An exact copy of all the data is the required output.

[Start of Attachment]

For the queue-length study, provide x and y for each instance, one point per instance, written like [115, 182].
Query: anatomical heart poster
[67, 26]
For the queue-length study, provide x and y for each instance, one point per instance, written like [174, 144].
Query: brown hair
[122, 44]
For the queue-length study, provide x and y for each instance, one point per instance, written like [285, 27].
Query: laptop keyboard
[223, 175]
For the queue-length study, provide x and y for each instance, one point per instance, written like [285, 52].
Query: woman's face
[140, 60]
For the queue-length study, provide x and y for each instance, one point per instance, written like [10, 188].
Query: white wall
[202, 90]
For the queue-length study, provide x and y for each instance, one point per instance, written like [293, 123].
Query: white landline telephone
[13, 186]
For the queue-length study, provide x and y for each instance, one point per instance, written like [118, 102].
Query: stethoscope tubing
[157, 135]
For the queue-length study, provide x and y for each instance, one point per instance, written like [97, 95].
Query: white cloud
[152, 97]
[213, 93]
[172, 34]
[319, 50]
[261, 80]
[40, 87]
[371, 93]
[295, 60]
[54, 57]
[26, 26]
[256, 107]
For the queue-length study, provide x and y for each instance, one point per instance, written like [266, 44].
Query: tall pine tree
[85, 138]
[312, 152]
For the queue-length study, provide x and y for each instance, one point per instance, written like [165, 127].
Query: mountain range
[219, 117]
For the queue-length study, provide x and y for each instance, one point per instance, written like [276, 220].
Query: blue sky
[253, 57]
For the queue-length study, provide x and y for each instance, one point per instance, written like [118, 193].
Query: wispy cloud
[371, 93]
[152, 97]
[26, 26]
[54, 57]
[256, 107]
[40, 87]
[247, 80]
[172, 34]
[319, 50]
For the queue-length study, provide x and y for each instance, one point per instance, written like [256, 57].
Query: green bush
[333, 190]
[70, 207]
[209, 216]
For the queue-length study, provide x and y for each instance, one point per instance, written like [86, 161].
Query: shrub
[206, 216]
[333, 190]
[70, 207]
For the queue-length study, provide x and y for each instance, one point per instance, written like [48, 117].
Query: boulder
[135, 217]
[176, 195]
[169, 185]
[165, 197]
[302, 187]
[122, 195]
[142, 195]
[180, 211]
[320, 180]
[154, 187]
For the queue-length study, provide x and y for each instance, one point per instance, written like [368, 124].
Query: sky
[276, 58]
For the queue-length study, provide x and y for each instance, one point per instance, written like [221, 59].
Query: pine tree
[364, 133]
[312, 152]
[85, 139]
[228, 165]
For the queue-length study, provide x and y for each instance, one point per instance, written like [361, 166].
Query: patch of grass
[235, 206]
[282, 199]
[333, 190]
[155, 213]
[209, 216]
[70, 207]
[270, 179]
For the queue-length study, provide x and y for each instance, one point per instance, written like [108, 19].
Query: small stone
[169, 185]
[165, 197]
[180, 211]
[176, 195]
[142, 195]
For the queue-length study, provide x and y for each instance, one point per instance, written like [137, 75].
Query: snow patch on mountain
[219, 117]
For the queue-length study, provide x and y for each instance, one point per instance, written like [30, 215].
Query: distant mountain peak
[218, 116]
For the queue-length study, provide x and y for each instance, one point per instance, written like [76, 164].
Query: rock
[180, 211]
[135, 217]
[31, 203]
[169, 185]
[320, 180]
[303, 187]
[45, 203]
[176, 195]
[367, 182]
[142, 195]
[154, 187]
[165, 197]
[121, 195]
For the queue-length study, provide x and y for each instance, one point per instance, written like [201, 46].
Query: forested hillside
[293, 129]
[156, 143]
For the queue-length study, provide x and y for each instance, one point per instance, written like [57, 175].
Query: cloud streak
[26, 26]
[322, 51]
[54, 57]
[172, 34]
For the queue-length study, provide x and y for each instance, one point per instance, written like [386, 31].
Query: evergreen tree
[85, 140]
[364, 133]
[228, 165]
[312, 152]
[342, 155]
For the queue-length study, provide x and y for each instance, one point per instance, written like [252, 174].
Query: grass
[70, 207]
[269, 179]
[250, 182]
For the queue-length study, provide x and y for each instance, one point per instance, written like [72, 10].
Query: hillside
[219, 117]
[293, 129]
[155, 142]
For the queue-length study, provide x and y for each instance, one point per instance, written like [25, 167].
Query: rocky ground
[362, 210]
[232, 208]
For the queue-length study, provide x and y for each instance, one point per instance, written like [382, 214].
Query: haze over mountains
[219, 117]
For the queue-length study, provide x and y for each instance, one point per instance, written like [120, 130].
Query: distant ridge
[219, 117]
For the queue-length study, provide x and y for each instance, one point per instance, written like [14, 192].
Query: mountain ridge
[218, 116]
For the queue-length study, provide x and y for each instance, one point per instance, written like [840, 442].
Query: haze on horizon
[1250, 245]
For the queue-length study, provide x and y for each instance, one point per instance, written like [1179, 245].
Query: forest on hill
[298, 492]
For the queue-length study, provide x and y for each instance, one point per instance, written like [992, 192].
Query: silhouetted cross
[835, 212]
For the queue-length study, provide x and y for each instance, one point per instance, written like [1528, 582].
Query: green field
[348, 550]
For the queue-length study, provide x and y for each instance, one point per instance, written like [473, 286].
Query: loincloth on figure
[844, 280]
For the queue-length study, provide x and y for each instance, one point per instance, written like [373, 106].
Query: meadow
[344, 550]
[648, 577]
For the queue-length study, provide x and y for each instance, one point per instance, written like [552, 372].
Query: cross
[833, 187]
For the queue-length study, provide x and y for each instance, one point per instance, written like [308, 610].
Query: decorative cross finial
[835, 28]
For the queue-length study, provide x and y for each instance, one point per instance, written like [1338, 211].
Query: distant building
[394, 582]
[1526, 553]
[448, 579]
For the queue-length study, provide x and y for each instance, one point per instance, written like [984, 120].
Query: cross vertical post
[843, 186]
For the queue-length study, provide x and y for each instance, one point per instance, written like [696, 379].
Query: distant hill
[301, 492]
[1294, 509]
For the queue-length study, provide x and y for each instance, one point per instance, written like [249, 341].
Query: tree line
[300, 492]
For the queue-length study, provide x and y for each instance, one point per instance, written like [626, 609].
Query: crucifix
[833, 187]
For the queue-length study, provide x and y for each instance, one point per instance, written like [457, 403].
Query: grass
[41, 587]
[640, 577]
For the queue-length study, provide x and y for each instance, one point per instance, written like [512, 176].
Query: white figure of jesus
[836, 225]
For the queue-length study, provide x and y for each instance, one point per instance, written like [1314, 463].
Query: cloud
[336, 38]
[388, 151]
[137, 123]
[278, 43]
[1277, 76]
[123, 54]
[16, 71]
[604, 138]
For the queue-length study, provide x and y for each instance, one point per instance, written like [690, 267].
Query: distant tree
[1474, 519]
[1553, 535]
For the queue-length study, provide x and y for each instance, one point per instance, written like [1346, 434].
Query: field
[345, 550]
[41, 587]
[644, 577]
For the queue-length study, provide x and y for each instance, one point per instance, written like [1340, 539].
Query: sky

[End of Attachment]

■ **RESULT**:
For the queue-length study, provide x and y for each instance, one point per instance, written like [115, 182].
Query: anatomical heart poster
[67, 26]
For the queue-length study, provide x and y for each instance, one point per instance, written like [174, 144].
Query: brown hair
[122, 44]
For the queue-length study, provide x and y for each instance, one point per instance, written like [285, 27].
Query: laptop keyboard
[223, 175]
For the queue-length study, provide x and y for each instance, one point per instance, written like [285, 52].
Query: woman's face
[140, 60]
For the queue-length study, provide x and y for each instance, one point per instance, written like [10, 188].
Query: white wall
[202, 90]
For the queue-length study, provide x and y for each instance, one point per instance, written like [293, 123].
Query: white landline telephone
[13, 186]
For the queue-length study, provide x and y for each instance, one point per instance, written like [118, 102].
Query: stethoscope tubing
[157, 135]
For the queue-length study, provide x and y for each instance, one point per instance, written like [97, 95].
Query: white cloud
[152, 97]
[213, 93]
[172, 34]
[319, 50]
[261, 80]
[40, 87]
[371, 93]
[295, 60]
[54, 57]
[26, 26]
[256, 107]
For the queue-length study, provide x and y for each instance, one point per instance, written like [266, 44].
Query: tall pine tree
[85, 138]
[312, 152]
For the queue-length study, provide x and y for each instance, one point per instance, written like [165, 127].
Query: mountain range
[219, 117]
For the queue-length study, provide x and y for each instance, one point per instance, written like [276, 220].
Query: blue sky
[253, 57]
For the queue-length study, provide x and y for each instance, one point per instance, written like [118, 193].
Query: wispy cloud
[371, 93]
[152, 97]
[26, 26]
[54, 57]
[256, 107]
[40, 87]
[247, 80]
[172, 34]
[319, 50]
For the queue-length study, provide x and y for each instance, one point per instance, written like [256, 57].
Query: green bush
[333, 190]
[70, 207]
[209, 216]
For the queue-length study, provide x and y for each instance, one point per instance, written like [86, 161].
Query: shrub
[206, 216]
[333, 190]
[70, 207]
For the queue-length study, provide x and y for each instance, one point per instance, written like [48, 117].
Query: boulder
[135, 217]
[176, 195]
[169, 185]
[165, 197]
[302, 187]
[122, 195]
[142, 195]
[180, 211]
[320, 180]
[154, 187]
For the queue-length study, provide x and y for each instance, one point per instance, written like [368, 124].
Query: sky
[276, 58]
For the queue-length study, provide x and y for each instance, one point per instance, written like [221, 59].
Query: pine tree
[364, 133]
[312, 152]
[85, 139]
[228, 165]
For the queue-length study, provide x and y for each instance, one point per instance, written like [361, 166].
Query: patch of grass
[235, 206]
[282, 199]
[333, 190]
[155, 213]
[209, 216]
[70, 207]
[270, 179]
For the queue-length study, provide x and y for each instance, one point per instance, written like [108, 19].
Query: small stone
[169, 185]
[165, 197]
[180, 211]
[176, 195]
[142, 195]
For the queue-length study, provide x and y for each instance, one point per instance, written like [137, 75].
Query: snow patch on mountain
[219, 117]
For the queue-length study, provide x and y for each instance, one point per instance, written like [30, 215].
Query: distant mountain peak
[218, 116]
For the queue-length study, provide x and y for each instance, one point per instance, written like [76, 164].
Query: rock
[180, 211]
[135, 217]
[31, 203]
[169, 185]
[320, 180]
[303, 187]
[45, 203]
[176, 195]
[367, 182]
[142, 195]
[154, 187]
[165, 197]
[121, 195]
For the queue-length study, provide x and y for each instance, one point per instance, written like [201, 46].
Query: forested hillside
[293, 129]
[156, 143]
For the queue-length study, provide x and y for each instance, one point per instance, written like [57, 175].
Query: cloud streak
[26, 26]
[322, 51]
[54, 57]
[172, 34]
For the queue-length study, provide x and y for each instance, one point per instance, written like [386, 31].
Query: evergreen tree
[85, 140]
[364, 133]
[228, 165]
[312, 152]
[342, 155]
For the queue-length study, provide x and y for each instance, one point per instance, written like [252, 174].
Query: grass
[70, 207]
[269, 179]
[250, 182]
For the queue-length study, provide x and y for each instance, one point per instance, written like [72, 10].
Query: hillside
[219, 117]
[293, 129]
[155, 142]
For the queue-length study, provide x and y for each instance, one point per instance, written like [25, 167].
Query: rocky ground
[362, 210]
[232, 208]
For the queue-length study, provide x and y for each instance, one point per instance, written like [382, 214].
Query: haze over mountains
[219, 117]
For the queue-length study, provide x and y for each instance, one point per instance, written like [120, 130].
Query: distant ridge
[219, 117]
For the queue-length study, provide x and y for each instance, one point per instance, written like [14, 192].
Query: mountain ridge
[218, 116]
For the queue-length study, provide x and y for each instance, one point per instance, written like [840, 442].
Query: haze on horizon
[1250, 245]
For the queue-length study, provide x and y for each instance, one point per instance, written like [1179, 245].
Query: forest on hill
[298, 492]
For the queue-length study, provide x and y for each instance, one point per instance, written like [992, 192].
Query: silhouetted cross
[835, 212]
For the queue-length study, provide x and y for each instance, one point per instance, written like [1528, 582].
Query: green field
[348, 550]
For the queue-length study, provide x and y for each instance, one point per instance, written like [473, 286].
Query: loincloth on figure
[844, 280]
For the queue-length study, provide x and y for each instance, one point per instance, written like [373, 106].
Query: meadow
[344, 550]
[648, 577]
For the queue-length study, provide x and y for each instance, one point per instance, written like [552, 372].
Query: cross
[833, 187]
For the queue-length study, provide x and y for each instance, one point per instance, written like [308, 610].
Query: decorative cross finial
[835, 28]
For the queue-length study, provide x and y for each instance, one point per instance, written like [1338, 211].
Query: distant building
[394, 582]
[1526, 553]
[448, 579]
For the queue-length study, provide x and y for each instance, one point per instance, written like [984, 120].
Query: cross vertical post
[843, 186]
For the queue-length study, provide x and y for each instance, one point per instance, written like [696, 379].
Query: distant hill
[301, 492]
[1294, 509]
For the queue-length study, provide x and y for each instance, one point per instance, written like [249, 341].
Query: tree line
[300, 492]
For the queue-length study, provide x and y for each instance, one point per instance, written like [626, 609].
Query: crucifix
[833, 187]
For the queue-length study, provide x and y for each instance, one point per instance, written like [457, 403].
Query: grass
[41, 587]
[640, 577]
For the queue-length study, provide x and y for each instance, one point per instance, written like [512, 176].
Query: white figure of jesus
[836, 225]
For the queue-length study, provide x and y for each instance, one point per instance, written like [1314, 463].
Query: cloud
[336, 38]
[388, 151]
[137, 123]
[278, 43]
[1277, 76]
[123, 54]
[16, 71]
[604, 138]
For the queue-length study, provide x and y for each instance, one point per instance, written like [690, 267].
Query: distant tree
[1474, 519]
[1553, 535]
For the queue-length study, provide x and y for each instance, one point per instance, written like [1346, 434].
Query: field
[345, 550]
[41, 587]
[644, 577]
For the queue-length study, provide x and y for each instance, one point per instance, written like [1340, 539].
Query: sky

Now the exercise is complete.